- **Objective**: Copy out all of the following material line for line, without changing anything.
=== Data provided ===
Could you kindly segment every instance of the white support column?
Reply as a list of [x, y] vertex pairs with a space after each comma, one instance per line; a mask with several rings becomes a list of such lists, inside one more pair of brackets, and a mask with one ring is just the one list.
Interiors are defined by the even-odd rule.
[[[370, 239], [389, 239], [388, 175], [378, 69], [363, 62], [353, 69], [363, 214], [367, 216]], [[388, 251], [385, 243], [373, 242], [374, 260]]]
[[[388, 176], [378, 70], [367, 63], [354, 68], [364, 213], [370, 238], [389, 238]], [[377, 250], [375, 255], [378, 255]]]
===
- **Completed exercise**:
Could you kindly segment every instance of the white support column?
Reply as a list of [x, y] vertex pairs with a space after each comma, one instance per line; a mask with several rings becomes a list of such lists, inside one more pair of brackets, and a mask with one ring is just the one list.
Interiors are defined by the even-odd rule.
[[[370, 239], [389, 239], [388, 175], [378, 69], [363, 62], [353, 69], [363, 214], [367, 216]], [[388, 251], [385, 243], [373, 242], [374, 260]]]
[[[388, 176], [378, 70], [367, 63], [354, 68], [364, 213], [370, 238], [389, 238]], [[377, 250], [375, 255], [378, 255]]]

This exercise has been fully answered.